■ **Source material**:
=== Begin Enclosure ===
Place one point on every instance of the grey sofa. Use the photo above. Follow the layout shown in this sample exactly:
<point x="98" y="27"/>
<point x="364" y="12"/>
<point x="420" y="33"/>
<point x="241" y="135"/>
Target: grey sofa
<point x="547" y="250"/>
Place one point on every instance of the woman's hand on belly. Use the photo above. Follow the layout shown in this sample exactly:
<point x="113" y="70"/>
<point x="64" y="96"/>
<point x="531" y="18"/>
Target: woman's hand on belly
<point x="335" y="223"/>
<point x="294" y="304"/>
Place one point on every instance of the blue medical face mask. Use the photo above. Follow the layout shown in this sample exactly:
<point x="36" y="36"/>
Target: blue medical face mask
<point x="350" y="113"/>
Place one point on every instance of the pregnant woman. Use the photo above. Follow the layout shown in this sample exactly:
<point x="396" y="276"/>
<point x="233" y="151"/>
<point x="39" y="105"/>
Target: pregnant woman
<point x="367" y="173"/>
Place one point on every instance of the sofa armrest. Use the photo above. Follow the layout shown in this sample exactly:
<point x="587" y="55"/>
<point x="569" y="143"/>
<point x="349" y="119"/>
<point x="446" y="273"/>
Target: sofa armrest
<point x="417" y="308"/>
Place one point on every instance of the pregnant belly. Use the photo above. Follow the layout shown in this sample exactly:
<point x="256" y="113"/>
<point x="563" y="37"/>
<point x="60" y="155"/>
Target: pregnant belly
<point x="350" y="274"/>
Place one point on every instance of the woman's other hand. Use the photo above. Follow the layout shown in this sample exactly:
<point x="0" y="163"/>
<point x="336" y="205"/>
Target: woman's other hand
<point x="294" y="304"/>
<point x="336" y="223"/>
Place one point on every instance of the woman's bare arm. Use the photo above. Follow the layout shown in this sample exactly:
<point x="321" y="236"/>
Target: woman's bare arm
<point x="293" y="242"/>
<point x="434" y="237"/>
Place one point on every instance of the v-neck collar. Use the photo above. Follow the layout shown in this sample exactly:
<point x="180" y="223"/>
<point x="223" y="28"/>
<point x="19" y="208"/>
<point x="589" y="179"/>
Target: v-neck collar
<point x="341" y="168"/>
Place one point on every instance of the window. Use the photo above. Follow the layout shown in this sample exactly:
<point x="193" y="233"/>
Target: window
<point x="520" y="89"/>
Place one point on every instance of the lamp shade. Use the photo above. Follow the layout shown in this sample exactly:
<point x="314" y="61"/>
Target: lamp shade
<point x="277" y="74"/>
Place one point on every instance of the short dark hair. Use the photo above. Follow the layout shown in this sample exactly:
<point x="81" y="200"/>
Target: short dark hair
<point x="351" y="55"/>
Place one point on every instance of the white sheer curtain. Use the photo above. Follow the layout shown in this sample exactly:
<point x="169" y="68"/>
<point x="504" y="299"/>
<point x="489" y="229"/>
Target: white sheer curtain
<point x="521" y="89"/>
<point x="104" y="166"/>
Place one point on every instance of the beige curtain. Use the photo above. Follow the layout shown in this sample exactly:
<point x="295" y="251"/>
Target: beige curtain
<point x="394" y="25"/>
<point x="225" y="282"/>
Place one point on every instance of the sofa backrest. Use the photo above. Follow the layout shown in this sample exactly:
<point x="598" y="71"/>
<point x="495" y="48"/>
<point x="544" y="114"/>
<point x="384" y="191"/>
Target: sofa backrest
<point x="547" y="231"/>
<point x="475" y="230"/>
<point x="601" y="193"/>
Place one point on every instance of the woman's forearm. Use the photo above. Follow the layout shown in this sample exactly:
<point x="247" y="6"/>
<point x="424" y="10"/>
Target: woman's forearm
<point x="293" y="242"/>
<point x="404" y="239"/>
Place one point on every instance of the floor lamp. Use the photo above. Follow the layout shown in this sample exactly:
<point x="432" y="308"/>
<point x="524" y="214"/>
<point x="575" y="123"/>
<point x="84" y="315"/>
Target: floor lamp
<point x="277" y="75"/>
=== End Enclosure ===
=== Begin Enclosure ===
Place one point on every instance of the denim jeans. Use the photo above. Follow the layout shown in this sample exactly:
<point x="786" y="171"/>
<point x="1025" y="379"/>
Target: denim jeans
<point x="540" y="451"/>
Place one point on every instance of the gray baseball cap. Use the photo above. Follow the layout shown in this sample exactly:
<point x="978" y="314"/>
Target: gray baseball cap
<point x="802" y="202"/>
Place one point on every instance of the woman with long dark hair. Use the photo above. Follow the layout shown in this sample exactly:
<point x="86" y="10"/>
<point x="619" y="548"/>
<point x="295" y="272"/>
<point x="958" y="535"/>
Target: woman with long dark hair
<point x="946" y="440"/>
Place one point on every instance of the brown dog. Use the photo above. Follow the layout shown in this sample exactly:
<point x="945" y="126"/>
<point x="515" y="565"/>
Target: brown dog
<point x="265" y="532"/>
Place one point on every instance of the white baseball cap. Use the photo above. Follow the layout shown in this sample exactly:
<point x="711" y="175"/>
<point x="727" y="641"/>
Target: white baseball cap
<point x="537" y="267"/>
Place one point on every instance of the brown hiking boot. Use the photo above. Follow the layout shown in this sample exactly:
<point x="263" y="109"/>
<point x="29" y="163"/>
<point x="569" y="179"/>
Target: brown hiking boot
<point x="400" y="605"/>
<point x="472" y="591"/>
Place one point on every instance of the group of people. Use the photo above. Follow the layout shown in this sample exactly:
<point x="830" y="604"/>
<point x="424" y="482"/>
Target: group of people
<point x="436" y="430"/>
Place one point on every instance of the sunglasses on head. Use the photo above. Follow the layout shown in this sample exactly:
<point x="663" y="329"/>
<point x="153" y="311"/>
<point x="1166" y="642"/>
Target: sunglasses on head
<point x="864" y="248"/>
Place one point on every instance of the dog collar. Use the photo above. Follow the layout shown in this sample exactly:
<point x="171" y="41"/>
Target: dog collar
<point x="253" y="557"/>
=== End Enclosure ===
=== Begin Enclosure ===
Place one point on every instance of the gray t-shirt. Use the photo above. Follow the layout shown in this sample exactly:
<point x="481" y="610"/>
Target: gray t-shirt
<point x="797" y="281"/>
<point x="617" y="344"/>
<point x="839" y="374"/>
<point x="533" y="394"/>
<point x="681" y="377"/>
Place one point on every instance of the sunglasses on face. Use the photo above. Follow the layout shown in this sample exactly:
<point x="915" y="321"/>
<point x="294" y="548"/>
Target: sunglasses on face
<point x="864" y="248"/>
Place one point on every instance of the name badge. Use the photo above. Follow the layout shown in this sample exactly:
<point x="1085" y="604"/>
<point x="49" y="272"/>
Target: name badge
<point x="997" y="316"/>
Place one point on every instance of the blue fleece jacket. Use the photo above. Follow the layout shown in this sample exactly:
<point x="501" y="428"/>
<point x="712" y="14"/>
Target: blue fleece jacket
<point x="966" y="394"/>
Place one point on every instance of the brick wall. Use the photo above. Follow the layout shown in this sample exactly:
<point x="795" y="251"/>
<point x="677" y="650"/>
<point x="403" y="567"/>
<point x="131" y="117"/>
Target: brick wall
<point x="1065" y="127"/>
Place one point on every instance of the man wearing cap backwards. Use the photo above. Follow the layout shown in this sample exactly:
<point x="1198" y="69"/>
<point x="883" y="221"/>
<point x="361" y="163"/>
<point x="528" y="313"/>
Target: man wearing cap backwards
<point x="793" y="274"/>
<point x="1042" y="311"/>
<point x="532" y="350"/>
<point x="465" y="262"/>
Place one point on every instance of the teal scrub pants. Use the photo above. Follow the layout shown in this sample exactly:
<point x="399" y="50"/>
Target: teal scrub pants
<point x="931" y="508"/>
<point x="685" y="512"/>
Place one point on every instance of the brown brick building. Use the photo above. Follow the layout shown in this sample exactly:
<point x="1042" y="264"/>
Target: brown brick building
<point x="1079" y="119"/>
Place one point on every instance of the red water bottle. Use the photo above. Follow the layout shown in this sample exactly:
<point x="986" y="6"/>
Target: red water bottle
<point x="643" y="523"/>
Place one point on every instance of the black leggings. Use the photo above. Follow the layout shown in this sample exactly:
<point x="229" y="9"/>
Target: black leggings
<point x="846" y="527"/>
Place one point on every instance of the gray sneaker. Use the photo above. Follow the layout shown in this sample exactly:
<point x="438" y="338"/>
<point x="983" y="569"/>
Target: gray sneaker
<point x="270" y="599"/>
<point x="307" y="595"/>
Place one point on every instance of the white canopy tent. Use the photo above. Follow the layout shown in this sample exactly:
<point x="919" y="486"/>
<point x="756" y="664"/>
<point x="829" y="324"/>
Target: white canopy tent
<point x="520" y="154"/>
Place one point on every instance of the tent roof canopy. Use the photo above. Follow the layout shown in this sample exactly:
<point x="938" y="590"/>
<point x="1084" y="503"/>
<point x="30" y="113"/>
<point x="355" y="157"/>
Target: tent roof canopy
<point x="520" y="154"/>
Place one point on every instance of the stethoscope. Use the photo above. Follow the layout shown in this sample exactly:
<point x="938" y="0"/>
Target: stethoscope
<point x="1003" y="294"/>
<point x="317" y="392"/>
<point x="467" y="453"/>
=== End Enclosure ===
■ **Task details**: Using the records above, set down exactly the lines from the one with "Place one point on every instance of the grey" through the one with "Place one point on every instance of the blue medical", inclusive, and nothing more.

■ **Task response**:
Place one point on every instance of the grey sofa. Use the photo above. Follow the layout shown in this sample exactly:
<point x="98" y="27"/>
<point x="364" y="12"/>
<point x="420" y="33"/>
<point x="241" y="135"/>
Target: grey sofa
<point x="547" y="250"/>
Place one point on every instance of the woman's hand on belly. Use the photo above. Follow the layout shown in this sample exactly:
<point x="113" y="70"/>
<point x="64" y="96"/>
<point x="531" y="18"/>
Target: woman's hand on belly
<point x="335" y="223"/>
<point x="294" y="304"/>
Place one point on every instance of the blue medical face mask. Use the photo above. Follow the layout shown in this sample exactly:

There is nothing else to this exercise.